- **EXCERPTED TEXT**
-- Opening Marker --

Author: Chrisgone Adede, Senior Researcher, Data Science
Community health workers (CHWs) are increasingly recognized for their contributions in increasing access to health care services and healthcare seeking-behaviors, as well as improving clinical outcomes given their proximity to the communities they serve. Digital tools have been noted to provide the opportunity to enhance the coverage and quality of health services, particularly those essential services provided by CHWs.
Despite research showing that digitally supported CHWs accelerate the delivery of healthcare, there is continued mistrust in the quality of data collected by CHWs. This mistrust of community-led health data by decision-makers suggests that the potential of community health data to bring about quality improvements will not be realized.
In the experience of Medic, this mistrust has curtailed initiatives like precision community health that leverage data and analytics to deliver the right intervention at the right time to the right population. Data is viewed to be of good quality when it can serve the intended purpose and support decision-making. In the context of precision community health, data can be viewed as good quality when stakeholders can express confidence in decisions made out of evidence realized from the data. Data is therefore considered to be of good quality when it is up to date and correctly and comprehensively measures the intended quantity while not contradicting alternative sources.
Achieving data quality at the platform level
Good quality data is key to Medic in its mission to advance good health, human flourishing, and equitable care for and with the hardest-to-reach communities through digital tools that help health workers deliver just, quality care to their neighbors and community. Medic aims, through the human-centered design (HCD) Medic Labs, to incubate long-term breakthrough ideas in data science and precision community health. As technical stewards of the Community Health Toolkit (CHT), Medic works with our partners to improve data quality at the platform level and therefore across all CHT deployments.

-- Closing Marker --

- **THE DATA**
-- Opening Marker --

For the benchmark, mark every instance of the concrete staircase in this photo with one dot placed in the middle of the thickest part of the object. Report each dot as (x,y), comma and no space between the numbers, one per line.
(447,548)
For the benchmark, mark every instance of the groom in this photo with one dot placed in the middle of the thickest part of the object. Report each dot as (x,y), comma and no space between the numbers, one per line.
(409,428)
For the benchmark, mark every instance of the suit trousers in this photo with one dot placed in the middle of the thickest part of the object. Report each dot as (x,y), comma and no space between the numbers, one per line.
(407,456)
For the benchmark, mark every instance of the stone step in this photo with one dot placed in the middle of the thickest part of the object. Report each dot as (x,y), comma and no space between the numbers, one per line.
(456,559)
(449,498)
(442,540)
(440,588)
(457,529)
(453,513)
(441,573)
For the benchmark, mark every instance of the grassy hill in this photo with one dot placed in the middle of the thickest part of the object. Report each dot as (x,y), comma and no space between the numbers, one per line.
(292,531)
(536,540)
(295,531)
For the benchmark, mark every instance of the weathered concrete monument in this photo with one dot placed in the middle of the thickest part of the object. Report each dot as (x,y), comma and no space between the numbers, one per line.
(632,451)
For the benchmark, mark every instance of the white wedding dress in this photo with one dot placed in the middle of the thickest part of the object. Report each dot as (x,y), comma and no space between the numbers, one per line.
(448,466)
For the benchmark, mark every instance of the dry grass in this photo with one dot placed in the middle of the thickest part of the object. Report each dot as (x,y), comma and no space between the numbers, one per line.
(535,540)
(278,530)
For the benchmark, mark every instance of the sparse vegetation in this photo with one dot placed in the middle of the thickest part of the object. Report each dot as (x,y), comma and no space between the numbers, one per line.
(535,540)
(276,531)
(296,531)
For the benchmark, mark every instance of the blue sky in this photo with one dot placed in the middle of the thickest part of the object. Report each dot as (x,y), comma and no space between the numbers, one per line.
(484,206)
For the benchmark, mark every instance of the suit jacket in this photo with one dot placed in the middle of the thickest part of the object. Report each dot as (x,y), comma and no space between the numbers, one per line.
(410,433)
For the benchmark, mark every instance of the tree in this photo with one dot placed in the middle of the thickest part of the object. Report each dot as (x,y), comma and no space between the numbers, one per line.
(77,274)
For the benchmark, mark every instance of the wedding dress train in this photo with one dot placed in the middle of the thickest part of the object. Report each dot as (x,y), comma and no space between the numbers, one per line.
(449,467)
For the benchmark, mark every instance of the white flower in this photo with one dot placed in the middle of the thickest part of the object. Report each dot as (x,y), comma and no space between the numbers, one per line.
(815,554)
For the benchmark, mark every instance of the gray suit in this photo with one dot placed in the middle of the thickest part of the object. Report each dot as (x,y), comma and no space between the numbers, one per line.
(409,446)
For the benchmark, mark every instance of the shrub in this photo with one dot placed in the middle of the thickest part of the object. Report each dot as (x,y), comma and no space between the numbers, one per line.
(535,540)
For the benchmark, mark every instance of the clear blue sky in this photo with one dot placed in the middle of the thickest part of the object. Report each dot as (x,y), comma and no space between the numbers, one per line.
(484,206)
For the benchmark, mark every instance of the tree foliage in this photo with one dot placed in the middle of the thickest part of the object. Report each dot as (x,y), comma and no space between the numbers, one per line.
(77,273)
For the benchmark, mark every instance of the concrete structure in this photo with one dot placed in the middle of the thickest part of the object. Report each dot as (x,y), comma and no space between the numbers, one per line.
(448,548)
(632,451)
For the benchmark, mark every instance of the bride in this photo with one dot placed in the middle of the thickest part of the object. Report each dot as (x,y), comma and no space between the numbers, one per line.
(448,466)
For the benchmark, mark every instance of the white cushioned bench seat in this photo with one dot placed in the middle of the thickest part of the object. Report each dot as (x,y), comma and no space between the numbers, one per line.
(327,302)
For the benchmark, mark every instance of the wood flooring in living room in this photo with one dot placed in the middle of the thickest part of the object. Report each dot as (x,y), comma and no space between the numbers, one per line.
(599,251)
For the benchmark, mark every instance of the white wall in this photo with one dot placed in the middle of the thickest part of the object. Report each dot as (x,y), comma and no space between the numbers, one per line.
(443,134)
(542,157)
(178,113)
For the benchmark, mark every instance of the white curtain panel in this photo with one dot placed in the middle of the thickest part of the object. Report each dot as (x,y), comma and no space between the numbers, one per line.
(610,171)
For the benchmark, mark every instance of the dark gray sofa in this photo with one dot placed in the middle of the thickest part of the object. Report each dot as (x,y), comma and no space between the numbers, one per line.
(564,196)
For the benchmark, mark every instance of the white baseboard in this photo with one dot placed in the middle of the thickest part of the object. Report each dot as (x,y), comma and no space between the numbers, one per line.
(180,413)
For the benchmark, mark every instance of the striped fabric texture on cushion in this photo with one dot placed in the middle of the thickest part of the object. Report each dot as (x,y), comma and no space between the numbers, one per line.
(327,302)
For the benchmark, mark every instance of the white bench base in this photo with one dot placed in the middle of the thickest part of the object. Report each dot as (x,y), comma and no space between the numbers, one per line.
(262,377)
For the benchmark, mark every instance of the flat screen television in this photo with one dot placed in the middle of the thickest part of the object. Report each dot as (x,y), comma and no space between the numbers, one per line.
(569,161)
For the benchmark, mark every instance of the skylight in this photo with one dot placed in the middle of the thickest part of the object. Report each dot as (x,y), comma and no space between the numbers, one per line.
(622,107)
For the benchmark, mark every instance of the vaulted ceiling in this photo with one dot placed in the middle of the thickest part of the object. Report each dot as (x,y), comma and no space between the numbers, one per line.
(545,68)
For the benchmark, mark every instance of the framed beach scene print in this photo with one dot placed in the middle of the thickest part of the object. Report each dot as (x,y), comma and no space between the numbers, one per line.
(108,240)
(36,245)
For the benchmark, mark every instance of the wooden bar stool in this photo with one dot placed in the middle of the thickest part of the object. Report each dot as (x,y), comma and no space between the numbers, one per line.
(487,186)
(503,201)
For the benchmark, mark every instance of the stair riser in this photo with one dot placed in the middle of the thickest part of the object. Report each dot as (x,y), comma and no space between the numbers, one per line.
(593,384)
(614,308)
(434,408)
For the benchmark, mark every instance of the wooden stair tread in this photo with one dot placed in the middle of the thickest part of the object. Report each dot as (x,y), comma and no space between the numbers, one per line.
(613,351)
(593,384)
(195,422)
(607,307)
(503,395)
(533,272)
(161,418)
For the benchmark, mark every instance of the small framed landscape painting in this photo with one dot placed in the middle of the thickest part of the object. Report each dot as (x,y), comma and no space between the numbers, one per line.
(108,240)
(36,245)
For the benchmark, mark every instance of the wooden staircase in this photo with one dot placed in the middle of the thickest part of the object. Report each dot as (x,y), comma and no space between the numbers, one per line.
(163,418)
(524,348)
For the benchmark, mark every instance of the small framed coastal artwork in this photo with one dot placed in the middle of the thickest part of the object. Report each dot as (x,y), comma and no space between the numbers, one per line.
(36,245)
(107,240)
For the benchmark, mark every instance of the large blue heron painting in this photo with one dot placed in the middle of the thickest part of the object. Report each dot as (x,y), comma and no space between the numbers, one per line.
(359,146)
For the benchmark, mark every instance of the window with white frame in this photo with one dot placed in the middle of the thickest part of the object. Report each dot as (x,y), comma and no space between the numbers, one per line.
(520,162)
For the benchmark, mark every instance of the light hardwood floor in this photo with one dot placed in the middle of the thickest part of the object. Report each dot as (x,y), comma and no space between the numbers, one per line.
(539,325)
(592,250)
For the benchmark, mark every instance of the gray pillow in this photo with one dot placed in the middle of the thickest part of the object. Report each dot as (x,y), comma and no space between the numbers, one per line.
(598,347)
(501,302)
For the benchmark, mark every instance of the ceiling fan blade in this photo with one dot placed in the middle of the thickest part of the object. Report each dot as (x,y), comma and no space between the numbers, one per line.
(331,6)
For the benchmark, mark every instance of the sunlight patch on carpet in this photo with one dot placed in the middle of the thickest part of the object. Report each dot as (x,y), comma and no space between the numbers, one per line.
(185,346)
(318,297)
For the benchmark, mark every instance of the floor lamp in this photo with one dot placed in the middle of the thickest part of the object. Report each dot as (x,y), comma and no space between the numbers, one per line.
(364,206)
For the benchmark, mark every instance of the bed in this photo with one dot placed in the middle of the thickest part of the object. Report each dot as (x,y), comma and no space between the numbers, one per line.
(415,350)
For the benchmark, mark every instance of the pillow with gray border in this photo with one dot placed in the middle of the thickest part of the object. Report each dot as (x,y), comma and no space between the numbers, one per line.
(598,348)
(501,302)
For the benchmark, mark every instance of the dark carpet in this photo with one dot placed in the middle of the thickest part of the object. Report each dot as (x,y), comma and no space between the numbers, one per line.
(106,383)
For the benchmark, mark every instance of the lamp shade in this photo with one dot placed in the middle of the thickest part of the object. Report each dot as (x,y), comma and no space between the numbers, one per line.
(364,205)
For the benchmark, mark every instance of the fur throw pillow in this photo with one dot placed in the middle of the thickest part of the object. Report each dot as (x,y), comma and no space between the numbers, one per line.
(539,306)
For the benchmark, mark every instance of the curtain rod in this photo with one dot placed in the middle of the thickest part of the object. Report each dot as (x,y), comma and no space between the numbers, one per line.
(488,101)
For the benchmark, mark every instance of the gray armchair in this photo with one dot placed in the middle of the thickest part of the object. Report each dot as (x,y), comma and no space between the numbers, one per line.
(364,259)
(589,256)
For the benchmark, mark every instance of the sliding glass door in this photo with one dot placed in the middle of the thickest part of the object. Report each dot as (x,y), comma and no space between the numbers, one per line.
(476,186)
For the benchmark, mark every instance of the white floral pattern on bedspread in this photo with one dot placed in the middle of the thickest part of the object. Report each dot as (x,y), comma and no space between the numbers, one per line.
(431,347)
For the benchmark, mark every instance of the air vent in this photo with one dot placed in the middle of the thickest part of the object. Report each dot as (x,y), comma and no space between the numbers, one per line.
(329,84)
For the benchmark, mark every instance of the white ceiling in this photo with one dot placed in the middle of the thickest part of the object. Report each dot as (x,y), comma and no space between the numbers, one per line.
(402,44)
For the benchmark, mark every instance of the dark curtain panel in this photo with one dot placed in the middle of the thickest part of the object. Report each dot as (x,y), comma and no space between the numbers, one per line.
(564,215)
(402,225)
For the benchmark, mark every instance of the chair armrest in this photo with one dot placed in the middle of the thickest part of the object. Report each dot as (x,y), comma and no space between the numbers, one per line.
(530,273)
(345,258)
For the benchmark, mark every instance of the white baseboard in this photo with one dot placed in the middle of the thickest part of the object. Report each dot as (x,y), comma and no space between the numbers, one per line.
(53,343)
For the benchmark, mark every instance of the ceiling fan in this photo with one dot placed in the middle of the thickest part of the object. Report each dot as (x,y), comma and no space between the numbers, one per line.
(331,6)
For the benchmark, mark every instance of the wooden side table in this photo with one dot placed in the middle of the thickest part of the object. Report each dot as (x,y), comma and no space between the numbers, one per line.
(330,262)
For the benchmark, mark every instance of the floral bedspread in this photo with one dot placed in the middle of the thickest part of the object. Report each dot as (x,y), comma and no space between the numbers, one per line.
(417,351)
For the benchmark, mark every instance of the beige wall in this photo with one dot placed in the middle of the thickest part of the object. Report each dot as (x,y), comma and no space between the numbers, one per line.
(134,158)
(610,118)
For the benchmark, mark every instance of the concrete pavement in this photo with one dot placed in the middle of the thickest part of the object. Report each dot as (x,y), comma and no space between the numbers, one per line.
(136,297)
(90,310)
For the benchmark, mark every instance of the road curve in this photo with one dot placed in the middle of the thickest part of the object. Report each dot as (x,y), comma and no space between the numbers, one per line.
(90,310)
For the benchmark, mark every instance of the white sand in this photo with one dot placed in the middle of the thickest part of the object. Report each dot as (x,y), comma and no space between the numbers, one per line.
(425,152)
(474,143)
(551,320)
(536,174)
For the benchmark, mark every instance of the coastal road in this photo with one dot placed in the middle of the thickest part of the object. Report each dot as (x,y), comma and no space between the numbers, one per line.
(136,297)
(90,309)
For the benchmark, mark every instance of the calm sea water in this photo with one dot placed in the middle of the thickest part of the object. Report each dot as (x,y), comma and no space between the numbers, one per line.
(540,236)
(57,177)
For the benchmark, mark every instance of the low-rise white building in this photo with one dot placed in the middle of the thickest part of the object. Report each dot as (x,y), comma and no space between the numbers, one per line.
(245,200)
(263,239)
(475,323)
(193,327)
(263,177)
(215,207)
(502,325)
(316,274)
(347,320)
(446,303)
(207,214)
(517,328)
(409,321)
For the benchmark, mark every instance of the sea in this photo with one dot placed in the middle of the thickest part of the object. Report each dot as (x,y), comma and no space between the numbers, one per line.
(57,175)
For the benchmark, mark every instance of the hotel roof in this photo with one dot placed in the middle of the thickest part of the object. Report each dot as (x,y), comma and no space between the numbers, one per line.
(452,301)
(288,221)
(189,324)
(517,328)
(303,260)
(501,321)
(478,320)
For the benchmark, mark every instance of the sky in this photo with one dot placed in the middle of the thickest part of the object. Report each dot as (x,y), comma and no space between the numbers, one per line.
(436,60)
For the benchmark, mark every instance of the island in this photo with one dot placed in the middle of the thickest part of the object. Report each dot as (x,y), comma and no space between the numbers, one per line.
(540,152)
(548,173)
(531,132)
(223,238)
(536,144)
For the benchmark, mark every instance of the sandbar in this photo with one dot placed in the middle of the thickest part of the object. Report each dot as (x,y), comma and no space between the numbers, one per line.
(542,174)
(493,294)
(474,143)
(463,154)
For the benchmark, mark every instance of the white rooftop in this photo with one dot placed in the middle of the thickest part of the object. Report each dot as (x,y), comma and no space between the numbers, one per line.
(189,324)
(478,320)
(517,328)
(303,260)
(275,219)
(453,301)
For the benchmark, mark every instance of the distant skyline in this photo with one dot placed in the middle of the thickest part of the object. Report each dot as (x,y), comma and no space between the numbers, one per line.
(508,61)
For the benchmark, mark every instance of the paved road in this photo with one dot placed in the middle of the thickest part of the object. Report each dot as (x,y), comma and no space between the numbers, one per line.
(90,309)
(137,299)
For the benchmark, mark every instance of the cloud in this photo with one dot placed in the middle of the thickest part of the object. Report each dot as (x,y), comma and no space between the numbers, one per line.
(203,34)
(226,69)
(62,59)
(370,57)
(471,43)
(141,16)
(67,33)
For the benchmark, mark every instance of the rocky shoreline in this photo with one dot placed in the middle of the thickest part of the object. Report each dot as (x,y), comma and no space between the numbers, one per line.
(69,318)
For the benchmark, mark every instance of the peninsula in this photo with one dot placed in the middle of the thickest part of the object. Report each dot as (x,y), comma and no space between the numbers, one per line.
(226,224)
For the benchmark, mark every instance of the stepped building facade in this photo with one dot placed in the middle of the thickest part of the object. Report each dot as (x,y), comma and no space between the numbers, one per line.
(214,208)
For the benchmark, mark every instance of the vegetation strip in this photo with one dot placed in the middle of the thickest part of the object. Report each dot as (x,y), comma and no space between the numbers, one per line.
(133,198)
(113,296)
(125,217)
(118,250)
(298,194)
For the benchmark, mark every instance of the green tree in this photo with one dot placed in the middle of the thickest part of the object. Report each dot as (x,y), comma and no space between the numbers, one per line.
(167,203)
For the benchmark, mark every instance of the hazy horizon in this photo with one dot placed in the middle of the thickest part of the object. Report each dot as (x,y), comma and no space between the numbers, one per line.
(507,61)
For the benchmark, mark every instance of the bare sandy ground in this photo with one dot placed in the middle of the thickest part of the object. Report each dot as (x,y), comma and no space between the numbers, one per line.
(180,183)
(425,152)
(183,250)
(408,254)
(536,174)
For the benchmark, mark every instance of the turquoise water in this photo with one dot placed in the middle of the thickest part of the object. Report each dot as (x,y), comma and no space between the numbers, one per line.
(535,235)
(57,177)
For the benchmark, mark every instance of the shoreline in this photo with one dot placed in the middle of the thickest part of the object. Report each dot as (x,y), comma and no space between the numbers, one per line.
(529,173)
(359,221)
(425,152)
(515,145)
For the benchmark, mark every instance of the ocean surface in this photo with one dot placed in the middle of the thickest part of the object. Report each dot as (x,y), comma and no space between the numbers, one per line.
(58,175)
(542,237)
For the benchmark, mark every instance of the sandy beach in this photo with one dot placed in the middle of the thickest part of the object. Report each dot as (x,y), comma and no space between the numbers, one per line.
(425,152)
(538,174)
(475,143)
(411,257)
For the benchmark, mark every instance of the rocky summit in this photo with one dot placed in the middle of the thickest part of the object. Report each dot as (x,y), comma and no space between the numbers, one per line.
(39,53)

-- Closing Marker --

- **REQUIRED ACTION A**
Answer these about the community health data text:
(i) What is Chrisgone Adede's job title?
(ii) In Medic's experience, what kind of initiatives has mistrust of community data held back?
(iii) What toolkit does Medic act as technical steward of?
- **REQUIRED ACTION B**
Duplicate the part of the community health data text between "In the experience" and "contradicting alternative sources.", inclusive.
The lines have nothing to do with the text.

- **EXPECTED OUTPUT A**
(i) Senior Researcher, Data Science
(ii) Initiatives like precision community health
(iii) The Community Health Toolkit (CHT)

- **EXPECTED OUTPUT B**
In the experience of Medic, this mistrust has curtailed initiatives like precision community health that leverage data and analytics to deliver the right intervention at the right time to the right population. Data is viewed to be of good quality when it can serve the intended purpose and support decision-making. In the context of precision community health, data can be viewed as good quality when stakeholders can express confidence in decisions made out of evidence realized from the data. Data is therefore considered to be of good quality when it is up to date and correctly and comprehensively measures the intended quantity while not contradicting alternative sources.